Recorded data
---
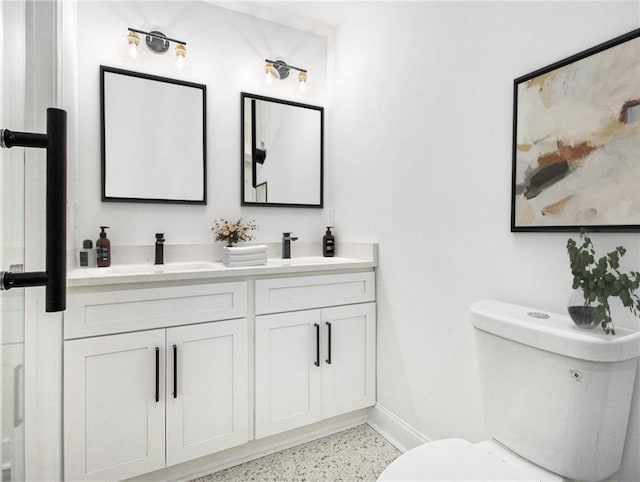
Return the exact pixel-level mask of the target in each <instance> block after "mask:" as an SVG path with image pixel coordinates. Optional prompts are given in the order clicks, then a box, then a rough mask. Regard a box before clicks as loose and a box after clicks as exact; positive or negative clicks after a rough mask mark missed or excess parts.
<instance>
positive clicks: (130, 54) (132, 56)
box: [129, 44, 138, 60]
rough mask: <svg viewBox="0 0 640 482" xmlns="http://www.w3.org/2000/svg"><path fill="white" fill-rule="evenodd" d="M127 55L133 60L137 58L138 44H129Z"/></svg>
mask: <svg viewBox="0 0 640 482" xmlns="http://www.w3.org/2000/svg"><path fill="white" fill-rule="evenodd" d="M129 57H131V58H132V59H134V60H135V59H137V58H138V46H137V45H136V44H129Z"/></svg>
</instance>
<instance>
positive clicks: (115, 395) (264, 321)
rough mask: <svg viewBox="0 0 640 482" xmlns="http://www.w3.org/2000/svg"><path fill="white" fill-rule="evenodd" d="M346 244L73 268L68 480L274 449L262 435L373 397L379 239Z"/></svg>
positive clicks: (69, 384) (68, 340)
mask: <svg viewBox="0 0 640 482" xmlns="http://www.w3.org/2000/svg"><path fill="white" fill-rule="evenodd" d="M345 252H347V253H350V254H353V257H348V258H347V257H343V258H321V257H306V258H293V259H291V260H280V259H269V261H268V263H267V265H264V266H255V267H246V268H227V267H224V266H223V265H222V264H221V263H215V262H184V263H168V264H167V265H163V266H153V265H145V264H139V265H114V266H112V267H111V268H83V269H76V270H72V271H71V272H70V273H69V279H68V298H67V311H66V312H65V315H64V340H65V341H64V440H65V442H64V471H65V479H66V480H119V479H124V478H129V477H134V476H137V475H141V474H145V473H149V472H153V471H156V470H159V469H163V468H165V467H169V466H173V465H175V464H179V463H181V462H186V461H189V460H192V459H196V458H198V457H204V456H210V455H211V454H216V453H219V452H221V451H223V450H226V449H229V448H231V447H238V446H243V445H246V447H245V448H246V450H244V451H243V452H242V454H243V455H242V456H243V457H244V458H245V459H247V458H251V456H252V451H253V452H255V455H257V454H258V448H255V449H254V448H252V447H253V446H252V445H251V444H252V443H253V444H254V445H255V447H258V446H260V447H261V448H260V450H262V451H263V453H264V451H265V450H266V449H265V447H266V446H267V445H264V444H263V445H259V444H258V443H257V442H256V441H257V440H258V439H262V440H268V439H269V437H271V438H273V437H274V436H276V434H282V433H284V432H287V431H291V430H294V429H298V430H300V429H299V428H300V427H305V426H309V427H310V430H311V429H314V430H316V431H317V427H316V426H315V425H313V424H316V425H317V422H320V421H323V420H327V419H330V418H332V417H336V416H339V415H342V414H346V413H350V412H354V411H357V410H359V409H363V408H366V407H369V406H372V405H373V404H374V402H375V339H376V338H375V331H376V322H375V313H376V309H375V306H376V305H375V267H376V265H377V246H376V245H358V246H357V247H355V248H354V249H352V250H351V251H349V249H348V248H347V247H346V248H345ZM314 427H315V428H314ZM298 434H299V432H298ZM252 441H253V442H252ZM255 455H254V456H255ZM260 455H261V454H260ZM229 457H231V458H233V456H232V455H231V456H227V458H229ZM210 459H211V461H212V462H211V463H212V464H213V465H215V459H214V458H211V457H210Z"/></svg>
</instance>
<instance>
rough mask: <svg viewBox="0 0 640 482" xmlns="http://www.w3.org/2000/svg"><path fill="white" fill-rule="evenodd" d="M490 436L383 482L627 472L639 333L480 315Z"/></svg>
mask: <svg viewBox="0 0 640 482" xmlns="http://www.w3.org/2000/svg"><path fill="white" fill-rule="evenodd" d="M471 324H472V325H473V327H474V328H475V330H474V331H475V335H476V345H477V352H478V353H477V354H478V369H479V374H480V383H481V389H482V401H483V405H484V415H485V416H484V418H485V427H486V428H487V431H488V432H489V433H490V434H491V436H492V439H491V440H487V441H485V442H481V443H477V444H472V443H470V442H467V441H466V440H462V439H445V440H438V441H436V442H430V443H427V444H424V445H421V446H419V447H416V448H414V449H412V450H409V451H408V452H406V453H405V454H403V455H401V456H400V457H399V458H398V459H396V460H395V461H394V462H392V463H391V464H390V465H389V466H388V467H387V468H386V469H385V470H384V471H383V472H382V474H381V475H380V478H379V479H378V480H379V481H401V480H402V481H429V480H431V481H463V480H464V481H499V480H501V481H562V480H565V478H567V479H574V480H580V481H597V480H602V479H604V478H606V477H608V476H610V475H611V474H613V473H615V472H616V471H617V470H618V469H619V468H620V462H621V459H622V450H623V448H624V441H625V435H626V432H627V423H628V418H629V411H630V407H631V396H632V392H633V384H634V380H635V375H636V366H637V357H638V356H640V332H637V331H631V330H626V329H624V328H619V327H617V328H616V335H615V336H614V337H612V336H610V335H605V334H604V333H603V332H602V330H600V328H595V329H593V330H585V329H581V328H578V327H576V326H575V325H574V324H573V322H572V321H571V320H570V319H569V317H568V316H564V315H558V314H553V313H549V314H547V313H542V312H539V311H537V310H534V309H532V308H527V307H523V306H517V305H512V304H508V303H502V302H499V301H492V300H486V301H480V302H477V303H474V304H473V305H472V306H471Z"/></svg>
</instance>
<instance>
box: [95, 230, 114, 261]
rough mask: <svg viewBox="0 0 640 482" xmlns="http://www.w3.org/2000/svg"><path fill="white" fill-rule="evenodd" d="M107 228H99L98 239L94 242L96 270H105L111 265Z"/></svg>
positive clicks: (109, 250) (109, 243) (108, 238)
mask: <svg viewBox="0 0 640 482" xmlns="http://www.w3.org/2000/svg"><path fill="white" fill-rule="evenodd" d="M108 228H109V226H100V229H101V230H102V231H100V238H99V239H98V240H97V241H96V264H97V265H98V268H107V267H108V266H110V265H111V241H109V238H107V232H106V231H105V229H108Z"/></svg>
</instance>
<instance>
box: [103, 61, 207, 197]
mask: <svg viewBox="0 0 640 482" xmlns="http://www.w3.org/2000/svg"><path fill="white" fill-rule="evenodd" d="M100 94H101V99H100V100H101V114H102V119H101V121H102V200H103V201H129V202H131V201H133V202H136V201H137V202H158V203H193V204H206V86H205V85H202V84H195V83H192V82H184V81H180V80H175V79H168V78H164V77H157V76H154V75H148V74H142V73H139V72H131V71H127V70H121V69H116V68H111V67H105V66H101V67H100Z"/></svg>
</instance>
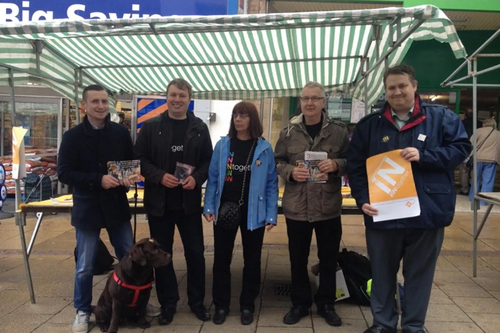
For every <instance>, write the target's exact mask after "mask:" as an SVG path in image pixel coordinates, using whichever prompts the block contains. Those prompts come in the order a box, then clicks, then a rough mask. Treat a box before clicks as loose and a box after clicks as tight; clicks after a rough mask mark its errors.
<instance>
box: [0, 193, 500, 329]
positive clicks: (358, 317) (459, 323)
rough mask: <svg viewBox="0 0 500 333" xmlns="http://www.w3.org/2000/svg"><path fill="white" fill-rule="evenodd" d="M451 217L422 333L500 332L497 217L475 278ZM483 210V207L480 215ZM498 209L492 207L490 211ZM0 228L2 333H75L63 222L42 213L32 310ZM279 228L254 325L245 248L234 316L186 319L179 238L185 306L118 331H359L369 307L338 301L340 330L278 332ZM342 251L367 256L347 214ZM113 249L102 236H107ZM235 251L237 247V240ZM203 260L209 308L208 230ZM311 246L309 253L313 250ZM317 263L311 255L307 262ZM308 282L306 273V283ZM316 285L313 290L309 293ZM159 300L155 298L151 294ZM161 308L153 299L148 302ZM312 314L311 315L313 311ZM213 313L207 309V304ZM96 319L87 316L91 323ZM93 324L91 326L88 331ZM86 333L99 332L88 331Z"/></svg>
---
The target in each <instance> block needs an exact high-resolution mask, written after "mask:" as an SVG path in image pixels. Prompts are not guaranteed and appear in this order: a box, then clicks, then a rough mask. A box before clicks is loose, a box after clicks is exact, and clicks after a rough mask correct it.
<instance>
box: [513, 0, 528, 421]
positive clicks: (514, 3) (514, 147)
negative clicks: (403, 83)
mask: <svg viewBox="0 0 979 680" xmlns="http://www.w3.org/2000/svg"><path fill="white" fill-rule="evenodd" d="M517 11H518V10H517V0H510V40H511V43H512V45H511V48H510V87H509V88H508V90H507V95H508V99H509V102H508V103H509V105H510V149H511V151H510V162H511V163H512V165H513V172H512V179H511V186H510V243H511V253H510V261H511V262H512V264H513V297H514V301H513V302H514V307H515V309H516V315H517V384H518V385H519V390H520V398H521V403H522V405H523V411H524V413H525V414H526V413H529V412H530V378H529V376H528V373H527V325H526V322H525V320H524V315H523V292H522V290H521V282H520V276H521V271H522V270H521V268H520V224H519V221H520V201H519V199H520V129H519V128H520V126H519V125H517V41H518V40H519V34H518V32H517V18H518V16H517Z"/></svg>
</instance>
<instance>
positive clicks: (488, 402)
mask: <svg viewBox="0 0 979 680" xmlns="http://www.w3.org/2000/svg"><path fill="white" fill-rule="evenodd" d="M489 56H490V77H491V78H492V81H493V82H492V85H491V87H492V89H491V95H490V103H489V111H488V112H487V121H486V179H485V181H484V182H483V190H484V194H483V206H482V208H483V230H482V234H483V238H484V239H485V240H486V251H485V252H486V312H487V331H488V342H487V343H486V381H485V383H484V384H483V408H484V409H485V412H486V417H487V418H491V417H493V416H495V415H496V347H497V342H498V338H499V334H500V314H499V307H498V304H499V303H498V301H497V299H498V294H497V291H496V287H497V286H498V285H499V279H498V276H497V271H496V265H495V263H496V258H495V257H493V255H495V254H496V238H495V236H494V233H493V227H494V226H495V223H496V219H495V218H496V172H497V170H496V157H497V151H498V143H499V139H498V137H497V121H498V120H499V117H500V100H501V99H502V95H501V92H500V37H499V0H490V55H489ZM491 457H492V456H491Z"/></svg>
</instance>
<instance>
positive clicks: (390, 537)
---
WORK ORDER:
Retype exactly the lines of the data above that fall between the line with "positive clicks: (514, 3) (514, 147)" and the line with "positive clicks: (390, 537)", inclusive, and add nothing.

TASK RESPONSE:
positive clicks: (514, 3) (514, 147)
negative clicks: (403, 83)
mask: <svg viewBox="0 0 979 680" xmlns="http://www.w3.org/2000/svg"><path fill="white" fill-rule="evenodd" d="M517 11H518V10H517V0H510V40H511V43H512V45H511V48H510V87H509V88H508V90H507V95H508V99H509V102H508V103H509V105H510V149H511V151H510V162H511V163H512V165H513V172H512V179H511V186H510V243H511V253H510V261H511V262H512V264H513V297H514V301H513V302H514V307H515V309H516V315H517V384H518V385H519V390H520V398H521V403H522V405H523V411H524V413H525V414H526V413H529V412H530V378H529V376H528V373H527V325H526V322H525V320H524V315H523V292H522V290H521V282H520V276H521V271H522V270H521V268H520V224H519V221H520V201H519V199H520V129H519V128H520V126H519V125H517V41H518V40H519V34H518V32H517V18H518V16H517Z"/></svg>
</instance>
<instance>
positive clicks: (488, 402)
mask: <svg viewBox="0 0 979 680" xmlns="http://www.w3.org/2000/svg"><path fill="white" fill-rule="evenodd" d="M489 56H490V77H491V78H492V81H493V82H492V85H491V87H492V89H491V95H490V103H489V111H488V112H487V121H486V179H485V181H484V182H483V190H484V194H483V206H482V208H483V230H482V234H483V238H484V239H485V240H486V251H485V252H486V312H487V331H488V342H487V343H486V381H485V383H484V384H483V408H484V409H485V412H486V417H487V418H491V417H493V416H495V415H496V347H497V342H498V338H499V334H500V314H499V307H498V304H499V303H498V301H497V299H498V294H497V291H496V287H497V286H498V285H499V279H498V276H497V271H496V265H495V263H496V258H495V257H493V255H495V254H496V238H495V236H494V233H493V227H494V226H495V223H496V219H495V218H496V172H497V170H496V157H497V151H498V143H499V139H498V137H497V121H498V120H499V117H500V100H501V99H502V95H501V92H500V37H499V0H490V55H489ZM491 457H492V456H491Z"/></svg>
</instance>
<instance>
positive clicks: (390, 537)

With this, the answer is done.